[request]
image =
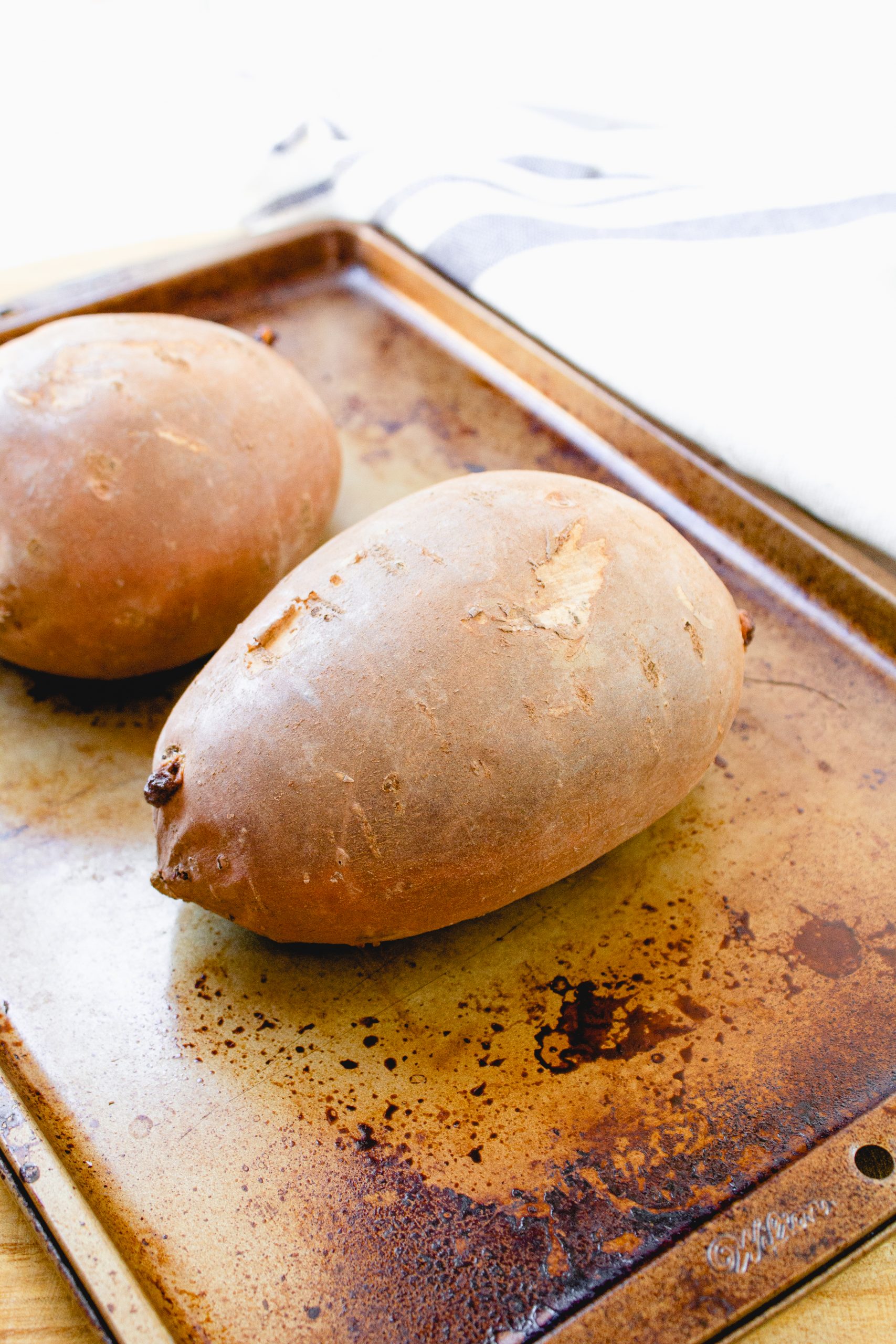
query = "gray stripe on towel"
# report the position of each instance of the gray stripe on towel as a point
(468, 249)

...

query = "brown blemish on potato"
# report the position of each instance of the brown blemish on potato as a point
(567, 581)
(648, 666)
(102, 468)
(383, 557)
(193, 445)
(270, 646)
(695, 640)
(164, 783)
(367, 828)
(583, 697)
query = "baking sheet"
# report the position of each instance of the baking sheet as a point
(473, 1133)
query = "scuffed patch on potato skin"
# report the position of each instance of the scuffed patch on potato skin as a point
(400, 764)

---

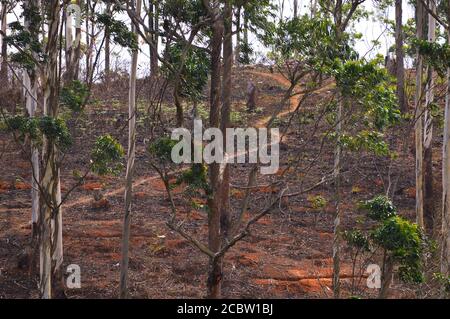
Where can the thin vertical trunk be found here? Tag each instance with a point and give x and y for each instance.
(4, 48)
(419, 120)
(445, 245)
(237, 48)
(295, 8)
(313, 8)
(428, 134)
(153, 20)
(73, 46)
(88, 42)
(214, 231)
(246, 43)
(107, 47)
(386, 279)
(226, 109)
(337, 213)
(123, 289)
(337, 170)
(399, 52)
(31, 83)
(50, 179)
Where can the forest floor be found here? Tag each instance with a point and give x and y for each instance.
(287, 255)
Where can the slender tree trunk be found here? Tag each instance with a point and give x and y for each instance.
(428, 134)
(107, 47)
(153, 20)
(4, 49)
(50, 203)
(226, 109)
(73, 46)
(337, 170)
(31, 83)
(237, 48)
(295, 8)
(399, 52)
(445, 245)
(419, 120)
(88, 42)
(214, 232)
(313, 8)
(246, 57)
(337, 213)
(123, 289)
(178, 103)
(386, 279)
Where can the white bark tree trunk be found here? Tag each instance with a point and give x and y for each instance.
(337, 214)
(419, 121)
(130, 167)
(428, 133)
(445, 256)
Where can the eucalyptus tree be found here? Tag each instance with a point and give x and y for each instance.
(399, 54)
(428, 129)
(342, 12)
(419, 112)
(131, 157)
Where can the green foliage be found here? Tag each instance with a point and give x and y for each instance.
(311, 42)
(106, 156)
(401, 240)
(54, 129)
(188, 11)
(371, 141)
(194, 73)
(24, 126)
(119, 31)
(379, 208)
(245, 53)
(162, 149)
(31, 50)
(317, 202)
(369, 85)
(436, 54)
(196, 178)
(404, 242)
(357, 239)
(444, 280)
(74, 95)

-- DESCRIPTION OF THE TASK --
If the word "query" is on a line above, return that line.

-- FINISHED TASK --
query = "gray stripe on towel"
query = "brown blemish on potato"
query = "baking sheet"
query = "scuffed patch on potato skin"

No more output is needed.